**WRITTEN PROBLEM:** Please revise the records from the line with "Q: In the image above, where is the sandy" up to and including the line with "13,504,89,519", replacing "ocean water" with "seawater" and keeping everything else the same. Return only those lines.

**DATA:**

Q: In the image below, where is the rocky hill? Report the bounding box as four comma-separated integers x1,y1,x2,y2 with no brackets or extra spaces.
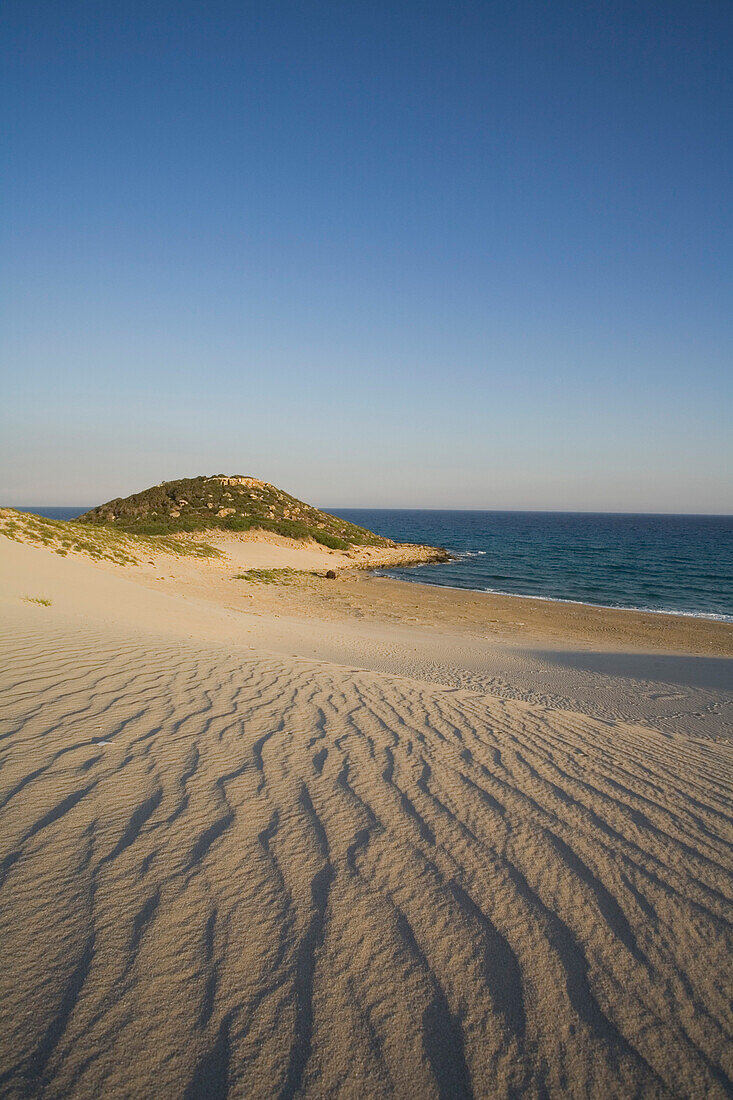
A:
78,474,395,550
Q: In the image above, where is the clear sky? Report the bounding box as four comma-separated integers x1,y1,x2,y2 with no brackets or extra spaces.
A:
0,0,733,512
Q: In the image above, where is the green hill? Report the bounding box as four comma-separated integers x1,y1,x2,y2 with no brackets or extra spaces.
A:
77,474,394,550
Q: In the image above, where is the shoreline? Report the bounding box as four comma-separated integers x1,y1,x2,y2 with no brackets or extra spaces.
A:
0,523,733,1100
374,562,733,625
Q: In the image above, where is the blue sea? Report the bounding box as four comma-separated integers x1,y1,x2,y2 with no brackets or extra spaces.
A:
17,507,733,622
331,508,733,622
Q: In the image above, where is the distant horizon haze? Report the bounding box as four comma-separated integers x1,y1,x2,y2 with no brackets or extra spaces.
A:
0,0,733,515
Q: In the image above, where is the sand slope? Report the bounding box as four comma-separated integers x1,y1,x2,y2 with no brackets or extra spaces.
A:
0,594,733,1100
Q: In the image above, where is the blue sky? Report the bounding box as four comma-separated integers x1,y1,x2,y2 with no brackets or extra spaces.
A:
0,0,733,512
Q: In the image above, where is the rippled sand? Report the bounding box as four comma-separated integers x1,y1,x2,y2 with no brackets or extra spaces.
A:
0,539,733,1100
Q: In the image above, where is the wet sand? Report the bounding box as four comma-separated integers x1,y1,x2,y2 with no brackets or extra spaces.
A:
0,539,733,1100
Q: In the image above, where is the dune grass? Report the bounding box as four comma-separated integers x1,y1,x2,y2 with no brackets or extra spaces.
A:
0,508,222,565
234,567,318,584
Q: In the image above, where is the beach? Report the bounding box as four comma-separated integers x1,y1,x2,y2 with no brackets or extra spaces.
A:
0,528,733,1098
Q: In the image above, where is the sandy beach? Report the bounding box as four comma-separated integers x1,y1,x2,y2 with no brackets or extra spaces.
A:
0,538,733,1100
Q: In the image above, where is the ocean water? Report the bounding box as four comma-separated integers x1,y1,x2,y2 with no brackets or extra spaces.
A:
12,507,733,622
335,508,733,622
13,504,89,519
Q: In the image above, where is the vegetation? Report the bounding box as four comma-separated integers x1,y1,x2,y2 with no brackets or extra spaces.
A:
78,474,394,550
234,569,318,584
0,508,221,565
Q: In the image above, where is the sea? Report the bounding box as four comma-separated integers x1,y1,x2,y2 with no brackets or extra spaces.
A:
15,507,733,622
330,508,733,622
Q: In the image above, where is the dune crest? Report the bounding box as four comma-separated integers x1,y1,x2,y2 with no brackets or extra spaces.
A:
0,609,733,1098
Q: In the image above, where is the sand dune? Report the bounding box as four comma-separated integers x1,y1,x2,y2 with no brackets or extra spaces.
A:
0,593,733,1100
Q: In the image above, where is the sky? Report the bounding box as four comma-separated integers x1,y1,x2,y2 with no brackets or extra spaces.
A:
0,0,733,513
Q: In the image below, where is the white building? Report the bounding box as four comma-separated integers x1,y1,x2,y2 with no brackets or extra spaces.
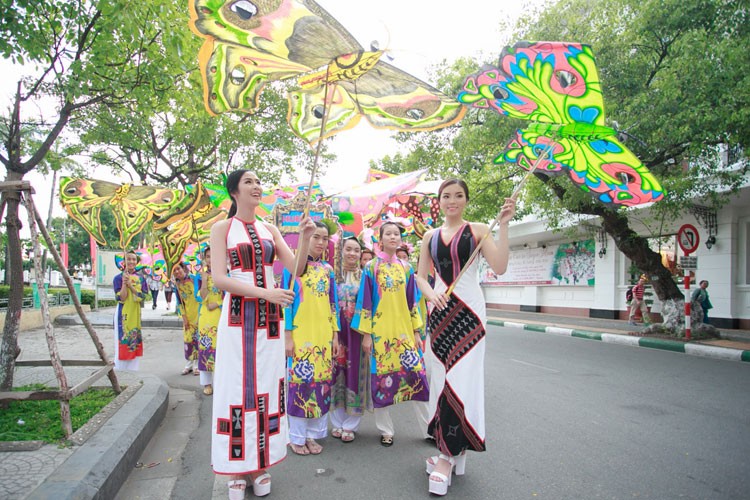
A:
480,186,750,329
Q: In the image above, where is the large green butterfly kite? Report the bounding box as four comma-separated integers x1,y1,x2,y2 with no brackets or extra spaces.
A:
189,0,466,144
458,42,664,206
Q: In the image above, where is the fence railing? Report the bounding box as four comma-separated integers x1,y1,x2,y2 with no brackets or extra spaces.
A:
0,292,73,311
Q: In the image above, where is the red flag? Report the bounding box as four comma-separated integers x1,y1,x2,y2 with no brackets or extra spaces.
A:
60,243,68,269
89,236,96,277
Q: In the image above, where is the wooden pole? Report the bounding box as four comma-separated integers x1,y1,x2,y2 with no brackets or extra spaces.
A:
289,78,336,290
445,143,552,296
29,189,122,394
21,189,73,438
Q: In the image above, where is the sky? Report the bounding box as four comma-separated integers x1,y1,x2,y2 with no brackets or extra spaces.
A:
0,0,544,227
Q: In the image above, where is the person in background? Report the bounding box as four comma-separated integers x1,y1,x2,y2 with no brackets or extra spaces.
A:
198,247,224,396
691,280,714,325
628,276,651,325
164,279,174,311
283,221,339,455
112,252,148,371
148,273,161,310
351,222,429,447
359,248,375,269
330,237,372,443
172,262,200,376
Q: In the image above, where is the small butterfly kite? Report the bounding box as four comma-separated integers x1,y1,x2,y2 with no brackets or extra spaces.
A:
189,0,465,144
458,42,664,206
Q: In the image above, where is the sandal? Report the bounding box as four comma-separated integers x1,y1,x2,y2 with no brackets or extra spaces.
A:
227,479,247,500
253,472,271,497
305,438,323,455
341,431,354,443
289,443,310,455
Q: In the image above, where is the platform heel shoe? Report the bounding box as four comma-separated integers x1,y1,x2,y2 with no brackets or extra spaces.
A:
425,452,466,476
428,454,466,496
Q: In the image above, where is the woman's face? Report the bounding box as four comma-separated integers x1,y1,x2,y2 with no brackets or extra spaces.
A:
359,252,372,267
172,266,185,281
231,172,263,206
125,253,138,273
380,224,401,255
344,240,362,269
440,184,467,217
310,227,328,259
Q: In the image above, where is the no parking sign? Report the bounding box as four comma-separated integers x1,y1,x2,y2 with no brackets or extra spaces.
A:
677,224,701,255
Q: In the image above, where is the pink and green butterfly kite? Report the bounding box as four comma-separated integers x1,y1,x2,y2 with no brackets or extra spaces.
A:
458,42,664,206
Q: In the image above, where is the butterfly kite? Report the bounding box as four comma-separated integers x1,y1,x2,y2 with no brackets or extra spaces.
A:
60,177,184,249
189,0,465,144
458,42,664,206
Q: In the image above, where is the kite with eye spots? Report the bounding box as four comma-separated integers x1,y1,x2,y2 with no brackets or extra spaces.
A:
189,0,466,144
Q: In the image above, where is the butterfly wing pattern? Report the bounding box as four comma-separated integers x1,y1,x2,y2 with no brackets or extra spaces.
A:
60,177,183,248
458,42,664,206
189,0,466,144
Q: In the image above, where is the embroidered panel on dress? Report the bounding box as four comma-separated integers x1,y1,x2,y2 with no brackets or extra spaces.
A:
229,406,245,460
427,383,486,456
247,299,258,410
430,295,485,370
257,394,269,470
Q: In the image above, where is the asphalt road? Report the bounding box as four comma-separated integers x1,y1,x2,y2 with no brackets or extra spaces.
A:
117,326,750,500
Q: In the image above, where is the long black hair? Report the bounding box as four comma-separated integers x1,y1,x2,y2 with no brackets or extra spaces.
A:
224,168,250,218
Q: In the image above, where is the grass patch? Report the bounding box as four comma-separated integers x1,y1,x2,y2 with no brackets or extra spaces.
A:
0,384,117,443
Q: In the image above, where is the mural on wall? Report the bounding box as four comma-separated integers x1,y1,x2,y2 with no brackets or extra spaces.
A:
479,240,596,286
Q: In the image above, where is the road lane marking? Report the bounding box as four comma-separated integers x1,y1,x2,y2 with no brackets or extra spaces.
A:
509,358,560,373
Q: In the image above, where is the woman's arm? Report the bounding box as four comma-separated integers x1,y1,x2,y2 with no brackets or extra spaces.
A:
471,198,516,274
417,229,448,309
211,220,294,306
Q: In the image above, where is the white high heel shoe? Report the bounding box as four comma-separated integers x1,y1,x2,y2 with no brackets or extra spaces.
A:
253,472,271,497
425,452,466,476
427,453,466,496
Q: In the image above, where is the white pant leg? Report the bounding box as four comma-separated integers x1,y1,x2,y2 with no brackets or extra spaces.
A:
289,415,328,446
305,415,328,439
330,408,362,432
374,407,395,436
199,370,214,385
411,401,430,438
288,415,309,446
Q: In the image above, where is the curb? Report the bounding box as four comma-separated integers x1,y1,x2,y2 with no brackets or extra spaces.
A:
487,319,750,362
26,374,169,500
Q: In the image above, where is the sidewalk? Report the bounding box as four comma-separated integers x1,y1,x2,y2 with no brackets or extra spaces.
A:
0,304,750,499
487,309,750,362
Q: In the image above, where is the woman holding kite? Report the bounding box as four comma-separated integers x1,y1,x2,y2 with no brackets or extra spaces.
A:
112,252,148,371
211,170,315,498
417,179,516,495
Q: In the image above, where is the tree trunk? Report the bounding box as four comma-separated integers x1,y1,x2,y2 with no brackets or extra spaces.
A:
0,170,23,391
598,210,685,334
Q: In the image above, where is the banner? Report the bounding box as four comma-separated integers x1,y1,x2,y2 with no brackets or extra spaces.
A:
479,240,596,286
60,243,68,269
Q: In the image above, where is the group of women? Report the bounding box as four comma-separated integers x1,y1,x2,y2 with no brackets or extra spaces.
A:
115,170,515,499
204,170,515,498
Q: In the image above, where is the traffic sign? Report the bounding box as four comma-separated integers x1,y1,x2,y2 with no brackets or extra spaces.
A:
680,255,698,271
677,224,701,255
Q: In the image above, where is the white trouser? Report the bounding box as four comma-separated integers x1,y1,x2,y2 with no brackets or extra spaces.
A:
289,415,328,446
198,370,214,385
329,408,362,432
374,401,429,438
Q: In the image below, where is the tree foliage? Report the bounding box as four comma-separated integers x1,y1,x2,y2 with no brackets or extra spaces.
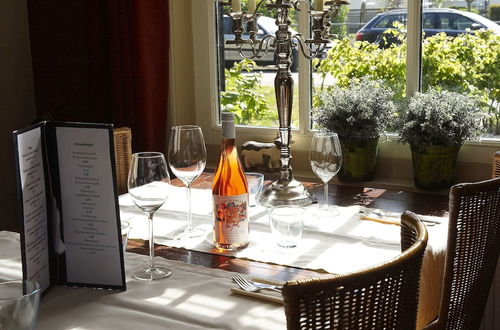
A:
220,59,268,124
314,27,500,133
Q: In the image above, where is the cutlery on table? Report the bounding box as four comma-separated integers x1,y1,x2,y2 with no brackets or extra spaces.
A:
359,210,441,227
232,273,281,292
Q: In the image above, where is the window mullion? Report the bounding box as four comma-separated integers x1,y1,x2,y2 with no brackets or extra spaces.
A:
406,1,422,97
295,3,311,134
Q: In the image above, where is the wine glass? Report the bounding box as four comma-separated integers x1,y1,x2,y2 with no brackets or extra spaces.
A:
309,132,342,212
168,125,207,238
128,152,172,281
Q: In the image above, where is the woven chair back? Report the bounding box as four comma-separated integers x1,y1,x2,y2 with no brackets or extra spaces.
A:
426,178,500,330
491,151,500,178
283,212,427,329
113,127,132,195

**TASK ANSWER:**
Q: In the image above, where is the sandy beach? Report the bounding box as four comma-separated integers x1,y1,x2,y2 with no brackets or extra spaces.
A:
0,538,733,1100
Q: In the image above, where is the seawater? Report the bounding box as four comma-separated integers x1,y1,x2,y2 with no brackets or extra spaces.
A:
12,507,733,622
335,508,733,622
13,504,89,519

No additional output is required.